WHAT THE TASK REQUIRES: From the records below, report the number of lines that contain "rough", and add nothing.

(Records from a data source)
┌──

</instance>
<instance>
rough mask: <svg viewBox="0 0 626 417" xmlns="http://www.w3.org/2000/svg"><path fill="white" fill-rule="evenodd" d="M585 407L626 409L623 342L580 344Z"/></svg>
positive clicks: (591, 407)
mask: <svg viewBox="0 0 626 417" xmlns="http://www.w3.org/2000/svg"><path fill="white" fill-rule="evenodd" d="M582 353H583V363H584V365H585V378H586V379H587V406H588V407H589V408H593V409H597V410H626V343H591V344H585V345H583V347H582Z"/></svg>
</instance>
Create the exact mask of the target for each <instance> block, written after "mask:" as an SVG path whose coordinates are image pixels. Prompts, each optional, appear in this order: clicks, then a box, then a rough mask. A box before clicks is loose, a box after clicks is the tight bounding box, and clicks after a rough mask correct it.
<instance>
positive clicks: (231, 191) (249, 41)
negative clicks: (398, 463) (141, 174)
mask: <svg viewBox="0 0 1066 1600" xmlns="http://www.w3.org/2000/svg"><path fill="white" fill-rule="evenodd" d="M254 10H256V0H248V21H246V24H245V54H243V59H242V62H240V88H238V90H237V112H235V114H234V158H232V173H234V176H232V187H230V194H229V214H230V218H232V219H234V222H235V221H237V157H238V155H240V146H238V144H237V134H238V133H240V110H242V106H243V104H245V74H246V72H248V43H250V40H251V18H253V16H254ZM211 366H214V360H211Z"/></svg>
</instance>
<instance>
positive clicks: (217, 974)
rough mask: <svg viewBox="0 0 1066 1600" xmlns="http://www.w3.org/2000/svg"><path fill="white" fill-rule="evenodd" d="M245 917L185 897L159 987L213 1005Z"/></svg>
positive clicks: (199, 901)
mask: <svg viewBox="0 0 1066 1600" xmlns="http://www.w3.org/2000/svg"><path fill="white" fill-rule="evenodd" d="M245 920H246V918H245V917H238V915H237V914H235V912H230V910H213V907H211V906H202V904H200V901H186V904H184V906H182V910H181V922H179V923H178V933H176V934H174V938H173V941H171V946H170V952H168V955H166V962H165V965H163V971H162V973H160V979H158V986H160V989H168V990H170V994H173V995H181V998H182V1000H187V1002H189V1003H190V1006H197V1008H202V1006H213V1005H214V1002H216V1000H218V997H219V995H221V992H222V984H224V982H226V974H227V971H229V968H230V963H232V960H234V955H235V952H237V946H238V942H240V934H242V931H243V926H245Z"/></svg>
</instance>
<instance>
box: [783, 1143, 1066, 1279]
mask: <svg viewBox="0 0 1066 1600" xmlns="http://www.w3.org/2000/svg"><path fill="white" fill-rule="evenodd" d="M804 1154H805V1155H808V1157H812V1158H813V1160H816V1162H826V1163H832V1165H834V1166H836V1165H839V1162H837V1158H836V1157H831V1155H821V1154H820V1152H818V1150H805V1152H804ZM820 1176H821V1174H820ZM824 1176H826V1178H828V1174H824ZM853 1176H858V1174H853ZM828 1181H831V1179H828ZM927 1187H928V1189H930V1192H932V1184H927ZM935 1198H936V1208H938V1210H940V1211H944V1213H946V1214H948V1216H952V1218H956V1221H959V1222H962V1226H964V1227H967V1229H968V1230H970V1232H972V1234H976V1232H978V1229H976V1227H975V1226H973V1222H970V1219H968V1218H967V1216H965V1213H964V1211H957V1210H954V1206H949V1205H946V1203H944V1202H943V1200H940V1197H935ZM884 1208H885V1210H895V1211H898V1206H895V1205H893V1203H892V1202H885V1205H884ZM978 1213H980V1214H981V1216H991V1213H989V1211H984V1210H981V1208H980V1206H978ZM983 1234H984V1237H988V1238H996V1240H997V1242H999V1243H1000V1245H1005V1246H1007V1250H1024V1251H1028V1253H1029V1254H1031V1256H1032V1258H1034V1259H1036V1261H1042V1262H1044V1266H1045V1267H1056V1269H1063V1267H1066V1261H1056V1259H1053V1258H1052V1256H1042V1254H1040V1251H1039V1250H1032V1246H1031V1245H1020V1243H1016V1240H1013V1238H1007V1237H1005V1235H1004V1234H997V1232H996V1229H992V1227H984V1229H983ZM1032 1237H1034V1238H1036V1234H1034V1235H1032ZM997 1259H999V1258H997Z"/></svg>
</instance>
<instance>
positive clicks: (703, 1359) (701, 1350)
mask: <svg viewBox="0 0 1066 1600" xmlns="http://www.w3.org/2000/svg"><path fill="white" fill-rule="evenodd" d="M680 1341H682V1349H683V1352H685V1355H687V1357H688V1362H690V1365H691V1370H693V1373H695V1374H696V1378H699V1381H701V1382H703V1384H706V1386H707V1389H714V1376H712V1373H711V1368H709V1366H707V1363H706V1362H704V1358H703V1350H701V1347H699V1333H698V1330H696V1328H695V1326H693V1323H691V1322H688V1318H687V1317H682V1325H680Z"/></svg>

└──

ANSWER BOX: 3